■ What is asked ■
Count the lines of the material below that contain the string "brindle" and reply with that number alone.

■ Exercise materials ■
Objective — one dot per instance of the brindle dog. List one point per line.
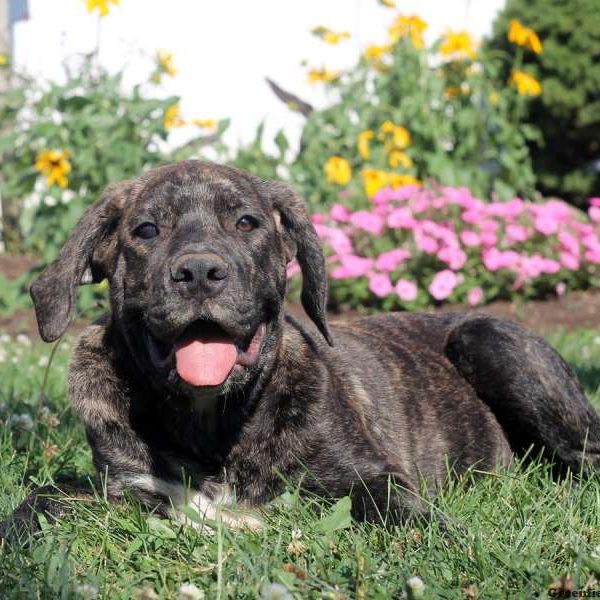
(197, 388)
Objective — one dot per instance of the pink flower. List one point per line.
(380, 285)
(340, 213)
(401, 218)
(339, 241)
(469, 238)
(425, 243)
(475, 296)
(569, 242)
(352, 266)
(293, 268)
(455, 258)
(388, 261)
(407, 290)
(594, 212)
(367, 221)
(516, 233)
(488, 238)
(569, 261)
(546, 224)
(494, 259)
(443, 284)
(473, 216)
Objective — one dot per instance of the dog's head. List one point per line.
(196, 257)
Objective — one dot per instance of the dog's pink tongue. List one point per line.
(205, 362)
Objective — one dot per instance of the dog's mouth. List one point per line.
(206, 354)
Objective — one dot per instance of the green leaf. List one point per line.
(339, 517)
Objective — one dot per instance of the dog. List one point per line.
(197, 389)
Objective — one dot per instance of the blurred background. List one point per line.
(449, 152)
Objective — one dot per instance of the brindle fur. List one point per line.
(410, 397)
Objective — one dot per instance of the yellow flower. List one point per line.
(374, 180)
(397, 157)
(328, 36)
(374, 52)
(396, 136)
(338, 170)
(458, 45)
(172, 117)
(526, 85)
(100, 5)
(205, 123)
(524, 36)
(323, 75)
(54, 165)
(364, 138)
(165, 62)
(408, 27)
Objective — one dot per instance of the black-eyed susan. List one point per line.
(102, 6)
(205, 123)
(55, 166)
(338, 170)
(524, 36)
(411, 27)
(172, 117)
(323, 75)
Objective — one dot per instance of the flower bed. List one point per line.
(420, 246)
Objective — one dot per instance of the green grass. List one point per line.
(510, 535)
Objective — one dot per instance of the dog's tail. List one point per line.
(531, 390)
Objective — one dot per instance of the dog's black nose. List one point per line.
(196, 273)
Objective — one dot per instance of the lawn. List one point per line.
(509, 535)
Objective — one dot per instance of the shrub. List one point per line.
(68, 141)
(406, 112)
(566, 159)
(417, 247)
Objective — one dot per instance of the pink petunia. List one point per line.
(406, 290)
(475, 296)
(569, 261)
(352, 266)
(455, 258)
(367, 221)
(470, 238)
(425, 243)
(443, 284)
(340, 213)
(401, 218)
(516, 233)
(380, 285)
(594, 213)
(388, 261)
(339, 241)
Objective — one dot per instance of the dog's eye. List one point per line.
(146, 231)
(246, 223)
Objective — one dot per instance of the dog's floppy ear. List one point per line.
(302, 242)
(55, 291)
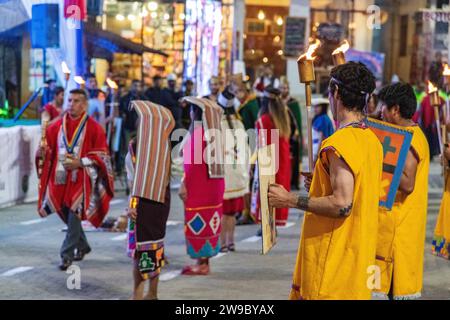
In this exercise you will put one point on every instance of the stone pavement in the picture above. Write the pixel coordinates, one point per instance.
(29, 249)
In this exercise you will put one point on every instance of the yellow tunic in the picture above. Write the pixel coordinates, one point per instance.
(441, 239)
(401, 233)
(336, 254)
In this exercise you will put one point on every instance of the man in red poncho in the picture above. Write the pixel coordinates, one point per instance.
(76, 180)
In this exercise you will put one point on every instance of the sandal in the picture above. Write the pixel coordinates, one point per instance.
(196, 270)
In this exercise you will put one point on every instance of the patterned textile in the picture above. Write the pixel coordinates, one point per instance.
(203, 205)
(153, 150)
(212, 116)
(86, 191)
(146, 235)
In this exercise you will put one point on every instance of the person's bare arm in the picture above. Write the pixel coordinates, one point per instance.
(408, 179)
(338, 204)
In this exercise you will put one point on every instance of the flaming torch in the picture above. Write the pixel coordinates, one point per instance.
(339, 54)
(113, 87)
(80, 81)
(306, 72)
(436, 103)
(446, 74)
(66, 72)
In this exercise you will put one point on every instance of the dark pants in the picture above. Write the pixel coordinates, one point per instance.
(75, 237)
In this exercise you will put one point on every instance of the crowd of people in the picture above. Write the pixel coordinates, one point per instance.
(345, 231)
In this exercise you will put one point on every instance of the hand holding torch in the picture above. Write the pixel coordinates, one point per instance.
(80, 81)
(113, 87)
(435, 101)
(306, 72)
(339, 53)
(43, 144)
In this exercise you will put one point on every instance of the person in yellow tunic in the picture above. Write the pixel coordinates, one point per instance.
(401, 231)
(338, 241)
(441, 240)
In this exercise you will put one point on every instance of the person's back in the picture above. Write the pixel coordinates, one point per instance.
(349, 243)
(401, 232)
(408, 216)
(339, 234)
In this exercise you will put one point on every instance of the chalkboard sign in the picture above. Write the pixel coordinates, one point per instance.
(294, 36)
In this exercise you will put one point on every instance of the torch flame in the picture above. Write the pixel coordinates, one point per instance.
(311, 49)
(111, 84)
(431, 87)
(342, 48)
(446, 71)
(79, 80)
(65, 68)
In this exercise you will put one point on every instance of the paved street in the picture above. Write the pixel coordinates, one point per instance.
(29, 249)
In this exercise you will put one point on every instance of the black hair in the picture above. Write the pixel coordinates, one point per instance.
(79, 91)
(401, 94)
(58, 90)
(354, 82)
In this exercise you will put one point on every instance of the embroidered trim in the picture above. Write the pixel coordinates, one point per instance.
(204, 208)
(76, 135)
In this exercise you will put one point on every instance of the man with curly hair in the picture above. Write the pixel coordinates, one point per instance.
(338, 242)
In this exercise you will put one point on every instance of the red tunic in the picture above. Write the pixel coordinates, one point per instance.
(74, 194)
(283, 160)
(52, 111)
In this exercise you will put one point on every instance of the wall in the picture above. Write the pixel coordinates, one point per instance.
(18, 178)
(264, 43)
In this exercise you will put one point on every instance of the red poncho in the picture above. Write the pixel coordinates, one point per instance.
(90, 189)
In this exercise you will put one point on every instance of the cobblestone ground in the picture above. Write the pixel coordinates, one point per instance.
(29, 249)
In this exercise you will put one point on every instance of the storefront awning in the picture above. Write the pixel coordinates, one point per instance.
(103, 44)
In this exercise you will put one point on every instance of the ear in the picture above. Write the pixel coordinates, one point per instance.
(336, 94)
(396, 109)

...

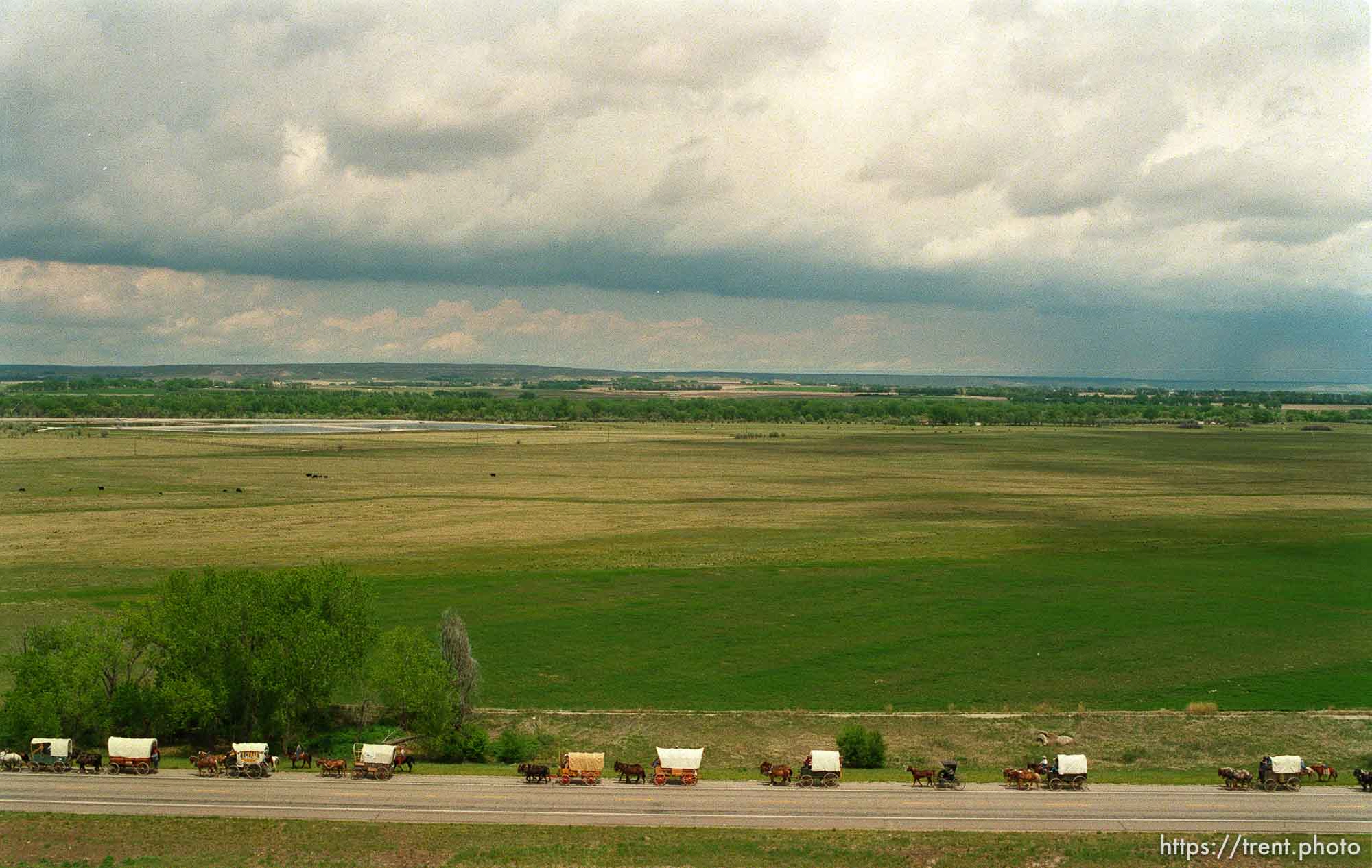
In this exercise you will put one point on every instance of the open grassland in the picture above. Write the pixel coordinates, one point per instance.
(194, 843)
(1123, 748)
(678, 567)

■ Full solution ■
2